#### SET PROBLEM
How many lines in the records below contain the string "statue"? Reply with the number only.

#### Records
* Begin *

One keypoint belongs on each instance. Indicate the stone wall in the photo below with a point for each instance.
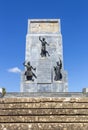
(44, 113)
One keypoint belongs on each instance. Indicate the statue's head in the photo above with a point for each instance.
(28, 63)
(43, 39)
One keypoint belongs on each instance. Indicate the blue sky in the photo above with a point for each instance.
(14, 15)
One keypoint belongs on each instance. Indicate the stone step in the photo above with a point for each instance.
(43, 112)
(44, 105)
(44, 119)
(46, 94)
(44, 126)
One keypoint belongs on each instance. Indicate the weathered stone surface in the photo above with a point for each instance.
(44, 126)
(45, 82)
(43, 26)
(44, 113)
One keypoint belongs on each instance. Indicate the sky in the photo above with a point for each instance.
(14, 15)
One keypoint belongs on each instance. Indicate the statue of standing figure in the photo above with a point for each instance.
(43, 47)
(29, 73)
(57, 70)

* End *
* Begin *

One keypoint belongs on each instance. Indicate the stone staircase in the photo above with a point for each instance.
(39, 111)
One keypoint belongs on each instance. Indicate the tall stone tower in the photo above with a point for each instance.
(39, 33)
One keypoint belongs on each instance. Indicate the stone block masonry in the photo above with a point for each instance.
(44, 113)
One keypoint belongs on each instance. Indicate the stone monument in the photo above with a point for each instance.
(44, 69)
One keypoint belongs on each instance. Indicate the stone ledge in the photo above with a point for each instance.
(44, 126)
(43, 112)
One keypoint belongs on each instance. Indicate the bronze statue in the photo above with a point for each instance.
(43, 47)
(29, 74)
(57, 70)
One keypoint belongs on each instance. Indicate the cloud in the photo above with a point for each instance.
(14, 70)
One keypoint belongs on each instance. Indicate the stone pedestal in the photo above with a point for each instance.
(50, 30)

* End *

#### SOLUTION TO THIS PROBLEM
3